Give back all the rows below word for word, leaving out the pictures.
+++
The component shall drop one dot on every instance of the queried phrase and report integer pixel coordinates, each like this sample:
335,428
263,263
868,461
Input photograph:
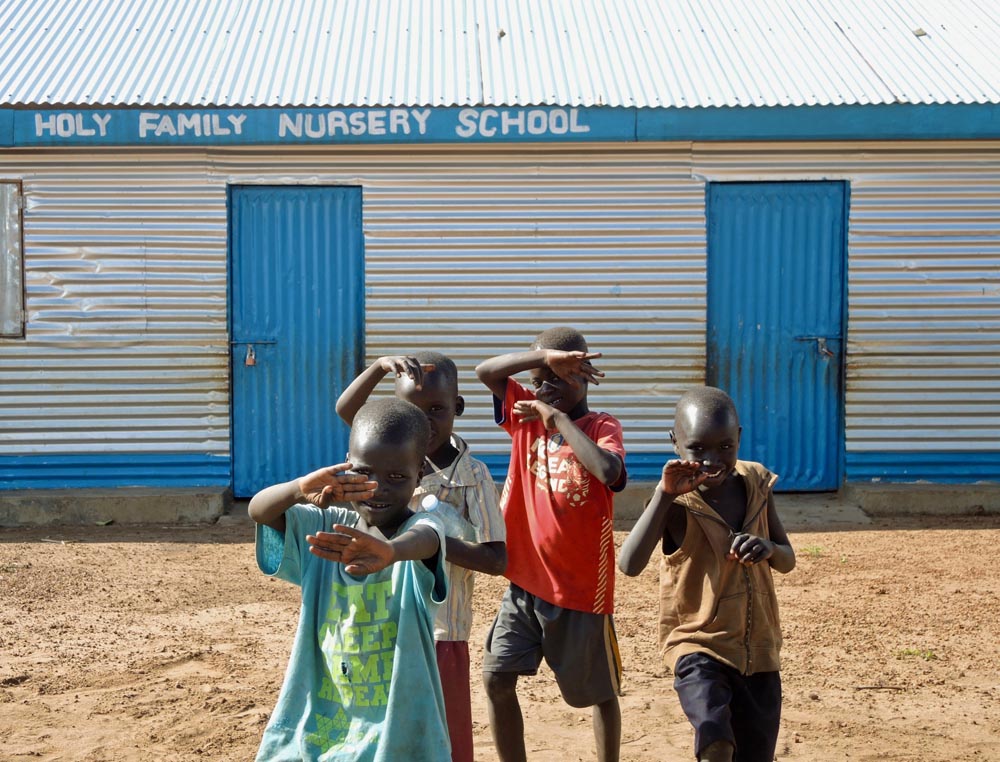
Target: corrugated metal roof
629,53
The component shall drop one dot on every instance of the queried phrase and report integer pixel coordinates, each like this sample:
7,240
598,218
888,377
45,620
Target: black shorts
725,705
581,648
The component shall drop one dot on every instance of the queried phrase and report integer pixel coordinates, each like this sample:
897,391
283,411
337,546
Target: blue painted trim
114,470
887,467
855,122
936,467
24,127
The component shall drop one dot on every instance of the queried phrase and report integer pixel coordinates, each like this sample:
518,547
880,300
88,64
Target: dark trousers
724,705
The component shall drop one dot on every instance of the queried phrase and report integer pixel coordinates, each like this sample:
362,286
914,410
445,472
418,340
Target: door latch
824,350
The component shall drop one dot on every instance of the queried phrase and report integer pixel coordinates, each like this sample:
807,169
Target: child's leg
513,648
506,720
703,687
608,730
756,709
453,664
582,650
+++
(EXPECTED ANSWER):
The component shall drop one dot on every instance of the queried phrase and report integer pixel coordinates, each like this sample:
335,428
263,263
868,461
Input photograph:
Target: corrugated metal roof
629,53
The component shall drop one dot on every instance of the queried phrase and report integer pixel coordinates, each like this sample:
7,240
598,218
888,377
45,620
Target: black shorts
725,705
581,648
The component shall drop one dot on every instance of the queried phrase and report integer pixel coordinates, each like this sample:
897,391
283,411
337,546
Target: blue painted trim
114,470
887,467
855,122
936,467
24,127
The component shall drop one dot on every instance of the queried phrase and report integer pixel coordinates, each like this sample:
518,547
880,300
88,64
Target: dark trousers
724,705
The component shall drop one dot on every instance of the queried phrase and report integer pixel coordinates, each like this sample:
362,286
914,410
445,472
418,340
Target: door latch
824,350
The component shall drop one dot on every instance of the queried phrase and report integer pixel coordinates, each like this sample:
807,169
Target: child's leg
513,648
506,720
703,687
608,730
756,709
453,664
582,650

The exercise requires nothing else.